*Instructions to follow*.
From the listing, collect all lines containing the word "cowboy".
** Given entries follows **
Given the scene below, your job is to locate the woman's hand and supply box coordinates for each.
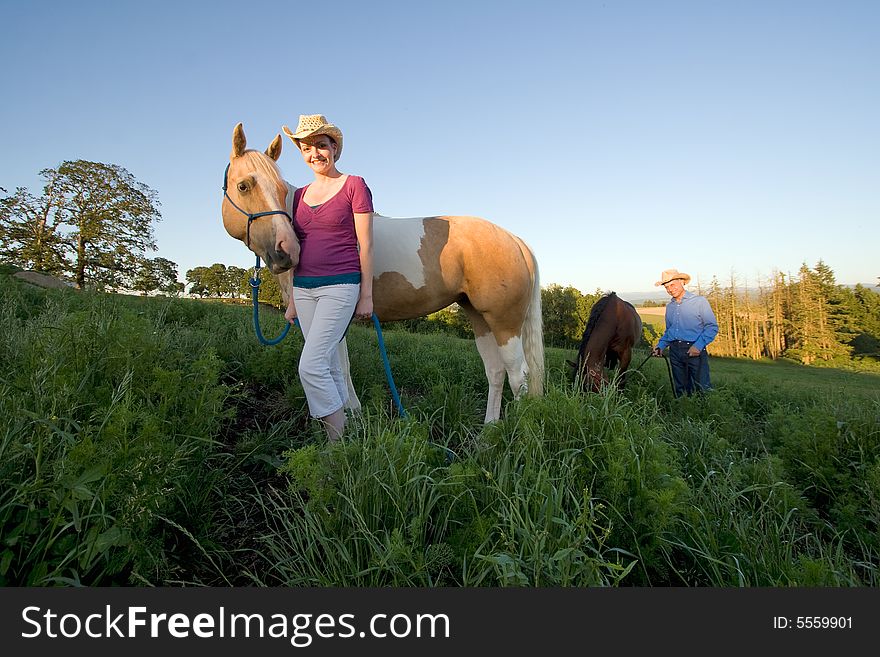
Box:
[285,300,298,325]
[354,297,373,321]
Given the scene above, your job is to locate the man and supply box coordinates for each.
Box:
[651,268,719,397]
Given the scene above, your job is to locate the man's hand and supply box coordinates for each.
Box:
[687,346,701,357]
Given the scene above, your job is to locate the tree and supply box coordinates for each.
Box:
[429,304,472,338]
[576,289,605,333]
[767,271,788,358]
[186,263,269,302]
[205,263,228,298]
[0,173,69,276]
[541,284,584,348]
[844,284,880,357]
[223,265,248,298]
[787,263,850,364]
[132,257,184,296]
[251,270,284,308]
[186,263,226,298]
[52,160,161,289]
[186,266,210,297]
[706,276,730,356]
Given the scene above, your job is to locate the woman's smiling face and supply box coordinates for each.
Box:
[299,135,338,173]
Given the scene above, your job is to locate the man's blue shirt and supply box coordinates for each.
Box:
[656,291,719,352]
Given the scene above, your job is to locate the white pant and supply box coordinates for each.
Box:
[293,284,359,418]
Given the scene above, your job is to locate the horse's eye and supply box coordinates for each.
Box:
[237,182,248,193]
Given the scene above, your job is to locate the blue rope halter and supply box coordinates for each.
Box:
[224,162,406,417]
[223,163,295,250]
[248,254,291,346]
[223,163,295,345]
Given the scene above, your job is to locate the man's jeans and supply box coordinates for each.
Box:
[668,340,711,397]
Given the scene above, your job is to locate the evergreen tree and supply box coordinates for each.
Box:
[847,284,880,357]
[706,276,729,356]
[787,263,850,364]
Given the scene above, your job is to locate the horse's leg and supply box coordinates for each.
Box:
[461,303,506,423]
[617,347,633,390]
[462,272,532,401]
[479,317,529,400]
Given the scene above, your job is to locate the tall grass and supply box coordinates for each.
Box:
[2,270,878,586]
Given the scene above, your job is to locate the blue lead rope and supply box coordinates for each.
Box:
[371,313,407,418]
[250,256,406,417]
[250,257,291,346]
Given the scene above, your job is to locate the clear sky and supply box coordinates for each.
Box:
[2,0,877,298]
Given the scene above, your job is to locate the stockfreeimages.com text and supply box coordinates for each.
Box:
[21,605,451,647]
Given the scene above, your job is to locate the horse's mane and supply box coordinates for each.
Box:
[243,149,284,182]
[241,149,295,213]
[578,292,617,352]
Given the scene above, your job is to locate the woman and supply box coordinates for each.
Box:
[281,114,374,440]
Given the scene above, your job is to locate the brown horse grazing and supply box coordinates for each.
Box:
[569,292,642,393]
[220,124,544,422]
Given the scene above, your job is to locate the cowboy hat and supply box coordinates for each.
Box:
[282,114,343,161]
[655,268,691,286]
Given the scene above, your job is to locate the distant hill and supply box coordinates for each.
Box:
[618,290,669,305]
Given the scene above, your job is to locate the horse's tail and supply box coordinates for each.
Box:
[514,236,544,397]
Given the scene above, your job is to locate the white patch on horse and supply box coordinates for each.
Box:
[475,333,506,422]
[372,215,427,289]
[254,172,285,212]
[497,336,529,398]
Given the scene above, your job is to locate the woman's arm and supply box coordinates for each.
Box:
[353,211,374,320]
[284,269,298,324]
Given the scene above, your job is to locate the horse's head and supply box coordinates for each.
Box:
[221,123,300,274]
[568,355,607,394]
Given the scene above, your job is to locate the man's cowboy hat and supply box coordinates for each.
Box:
[282,114,344,161]
[655,268,691,286]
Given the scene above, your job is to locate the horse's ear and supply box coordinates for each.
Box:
[266,134,282,161]
[232,123,247,158]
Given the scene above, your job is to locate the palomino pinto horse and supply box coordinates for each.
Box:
[570,292,642,393]
[221,124,544,422]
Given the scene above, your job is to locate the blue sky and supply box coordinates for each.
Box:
** End of Given entries **
*Answer below*.
Given the scene above, your job is to locate the cowboy hat and supply box coordinates for each.
Given the scene above, your job is to locate the man's cowboy hat and supply box coordinates for each.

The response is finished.